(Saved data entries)
··········
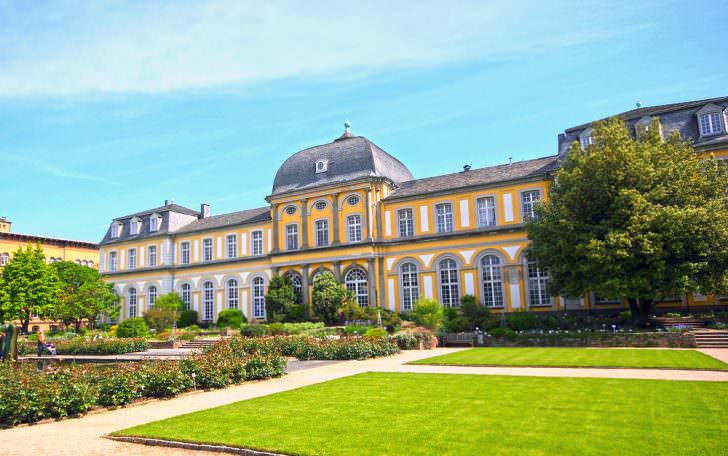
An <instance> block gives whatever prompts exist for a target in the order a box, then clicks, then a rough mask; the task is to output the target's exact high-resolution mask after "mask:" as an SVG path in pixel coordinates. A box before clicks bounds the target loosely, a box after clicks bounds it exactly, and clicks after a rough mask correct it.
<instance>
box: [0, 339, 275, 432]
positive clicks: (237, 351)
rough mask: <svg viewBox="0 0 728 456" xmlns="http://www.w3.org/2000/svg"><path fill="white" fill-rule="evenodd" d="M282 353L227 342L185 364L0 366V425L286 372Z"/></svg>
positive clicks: (243, 381)
mask: <svg viewBox="0 0 728 456" xmlns="http://www.w3.org/2000/svg"><path fill="white" fill-rule="evenodd" d="M285 367H286V361H285V358H283V357H282V356H280V354H278V352H274V351H268V350H257V349H256V348H255V347H248V348H247V349H246V350H240V349H239V347H236V349H235V350H232V349H231V347H229V346H228V345H227V344H225V343H221V344H218V345H217V346H215V347H213V348H211V349H210V350H208V351H207V352H205V353H203V354H198V355H194V356H192V357H189V358H185V359H183V360H181V361H151V362H140V363H128V364H122V365H119V366H114V367H108V366H101V367H99V366H88V365H80V366H79V365H75V364H72V365H60V366H59V365H54V366H52V367H49V368H48V369H47V370H45V371H42V372H38V371H37V369H36V367H35V365H34V364H33V363H21V364H17V365H15V364H13V363H12V362H10V361H6V362H4V363H2V364H0V398H2V400H0V426H3V427H10V426H14V425H16V424H20V423H34V422H36V421H39V420H42V419H46V418H62V417H66V416H73V415H81V414H83V413H85V412H87V411H88V410H89V409H91V408H93V407H99V406H100V407H118V406H121V405H125V404H129V403H130V402H133V401H134V400H137V399H139V398H143V397H171V396H175V395H177V394H179V393H182V392H184V391H188V390H190V389H192V388H222V387H225V386H228V385H230V384H236V383H242V382H244V381H247V380H256V379H263V378H270V377H279V376H281V375H283V373H284V372H285Z"/></svg>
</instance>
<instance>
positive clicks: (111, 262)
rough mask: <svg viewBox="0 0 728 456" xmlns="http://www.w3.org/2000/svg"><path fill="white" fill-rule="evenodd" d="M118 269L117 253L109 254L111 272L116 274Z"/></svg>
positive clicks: (111, 252)
mask: <svg viewBox="0 0 728 456" xmlns="http://www.w3.org/2000/svg"><path fill="white" fill-rule="evenodd" d="M118 268H119V263H118V262H117V257H116V252H111V253H109V271H110V272H116V270H117V269H118Z"/></svg>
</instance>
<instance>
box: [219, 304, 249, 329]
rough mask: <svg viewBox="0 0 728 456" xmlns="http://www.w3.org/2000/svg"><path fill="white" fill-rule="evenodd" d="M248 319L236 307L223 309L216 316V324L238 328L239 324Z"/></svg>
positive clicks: (223, 325) (221, 327)
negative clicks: (236, 308) (229, 308)
mask: <svg viewBox="0 0 728 456" xmlns="http://www.w3.org/2000/svg"><path fill="white" fill-rule="evenodd" d="M247 321H248V320H247V319H246V318H245V315H243V312H242V311H241V310H238V309H225V310H223V311H222V312H220V313H219V314H218V316H217V326H219V327H220V328H235V329H238V328H240V325H241V324H243V323H246V322H247Z"/></svg>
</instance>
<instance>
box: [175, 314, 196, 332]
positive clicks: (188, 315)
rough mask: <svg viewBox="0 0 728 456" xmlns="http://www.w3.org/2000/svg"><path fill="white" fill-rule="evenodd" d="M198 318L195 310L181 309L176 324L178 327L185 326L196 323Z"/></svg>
mask: <svg viewBox="0 0 728 456" xmlns="http://www.w3.org/2000/svg"><path fill="white" fill-rule="evenodd" d="M198 318H199V315H198V313H197V311H196V310H183V311H182V312H181V313H180V314H179V320H177V326H178V327H180V328H186V327H187V326H193V325H196V324H197V320H198ZM198 329H199V328H198Z"/></svg>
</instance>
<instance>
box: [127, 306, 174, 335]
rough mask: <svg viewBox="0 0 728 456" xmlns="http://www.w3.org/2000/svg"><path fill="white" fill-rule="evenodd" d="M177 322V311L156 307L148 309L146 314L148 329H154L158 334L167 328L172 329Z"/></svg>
mask: <svg viewBox="0 0 728 456" xmlns="http://www.w3.org/2000/svg"><path fill="white" fill-rule="evenodd" d="M175 320H177V311H176V310H171V309H160V308H157V307H154V308H152V309H147V311H146V312H145V313H144V321H145V322H146V323H147V327H149V328H152V329H154V330H155V331H157V332H162V331H164V330H165V329H167V328H171V327H172V325H173V324H174V322H175ZM123 323H124V322H122V324H123ZM117 332H118V331H117Z"/></svg>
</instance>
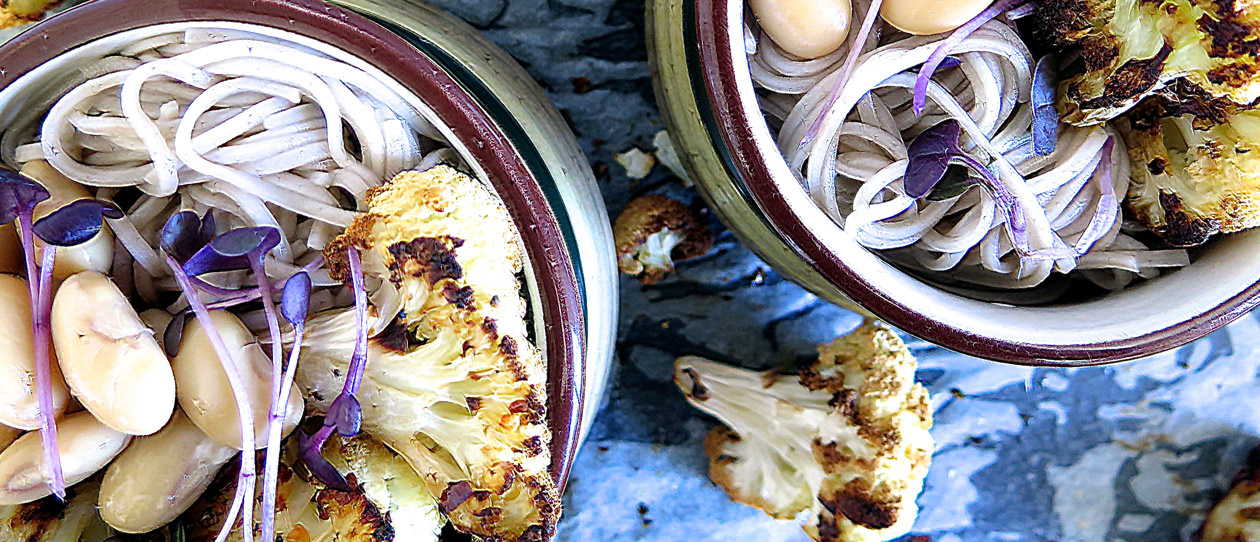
··········
What you have to do:
Retype the records above word for word, from their first line through the line containing "353L227 342L185 364L0", and leave out every picture.

Answer area:
An <instance> block gives whatever prompts exist for a target in the order a box, then clicks, then a rough mask; the task is to output the target's exact high-resolution mask after "mask:" as an SVG path in pixel coordinates. A box before clicks bounds the target loosely, a box after clicks bounds it exactly, and clicks after a rough mask correct it.
<instance>
box: [0, 339, 275, 432]
positive clicks: (237, 351)
rough mask: <svg viewBox="0 0 728 456" xmlns="http://www.w3.org/2000/svg"><path fill="white" fill-rule="evenodd" d="M282 353L227 342L185 364L0 366V425L286 372Z"/></svg>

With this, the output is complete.